Task objective:
Every entry below should be returned exactly as it appears, with pictures left out.

Stored items:
--- START ---
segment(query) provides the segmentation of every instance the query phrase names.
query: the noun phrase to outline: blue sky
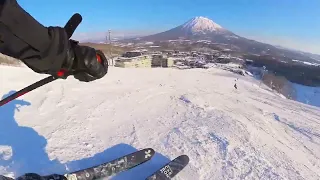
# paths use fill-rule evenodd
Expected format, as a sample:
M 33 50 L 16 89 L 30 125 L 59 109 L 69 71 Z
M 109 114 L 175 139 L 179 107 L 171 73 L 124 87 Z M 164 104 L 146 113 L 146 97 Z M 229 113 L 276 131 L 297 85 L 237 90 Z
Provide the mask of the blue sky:
M 43 25 L 63 26 L 79 12 L 76 33 L 108 29 L 150 34 L 205 16 L 236 34 L 320 54 L 320 0 L 18 0 Z M 41 7 L 41 8 L 39 8 Z

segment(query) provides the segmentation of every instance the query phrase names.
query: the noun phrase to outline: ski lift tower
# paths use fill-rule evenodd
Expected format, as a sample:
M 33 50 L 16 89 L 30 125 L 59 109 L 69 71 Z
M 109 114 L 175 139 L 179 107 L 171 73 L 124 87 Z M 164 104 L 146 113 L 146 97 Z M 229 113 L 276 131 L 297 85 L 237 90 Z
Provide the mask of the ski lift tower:
M 112 58 L 112 44 L 111 44 L 111 30 L 110 29 L 108 30 L 108 37 L 107 38 L 109 39 L 108 44 L 110 45 L 109 57 L 110 57 L 111 62 L 109 62 L 109 64 L 113 66 L 114 62 L 113 62 L 113 58 Z
M 108 39 L 109 39 L 109 44 L 111 44 L 111 30 L 108 30 Z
--- END ---
Task solution:
segment(query) provides the segmentation of every instance the query phrase names.
query: the noun phrase to outline: blue sky
# paths use fill-rule evenodd
Expected format, as a sample:
M 33 50 L 16 89 L 30 125 L 59 109 L 69 71 Z
M 109 114 L 175 139 L 179 107 L 171 73 L 124 87 Z M 164 104 L 146 113 L 146 97 Z M 229 113 L 276 131 L 297 85 L 237 90 Z
Provide the mask of the blue sky:
M 43 25 L 63 26 L 79 12 L 76 33 L 108 29 L 150 34 L 205 16 L 236 34 L 320 54 L 320 0 L 18 0 Z M 41 7 L 41 8 L 39 8 Z

segment(query) provides the segmentation of every instance the query phrase names.
query: the noun phrase to outline: ski lift tower
# paths use fill-rule evenodd
Expected format, as a sample:
M 33 50 L 16 89 L 30 125 L 59 109 L 69 71 Z
M 109 114 L 175 139 L 179 107 L 171 73 L 124 87 Z M 164 104 L 146 113 L 146 97 Z M 229 113 L 276 131 L 297 85 L 237 90 Z
Provide the mask of the ski lift tower:
M 112 58 L 112 44 L 111 44 L 111 30 L 110 29 L 108 30 L 108 37 L 107 38 L 109 39 L 108 44 L 110 45 L 109 57 L 110 57 L 111 62 L 109 62 L 109 64 L 113 66 L 114 62 L 113 62 L 113 58 Z
M 108 39 L 109 39 L 109 44 L 111 44 L 111 30 L 108 30 Z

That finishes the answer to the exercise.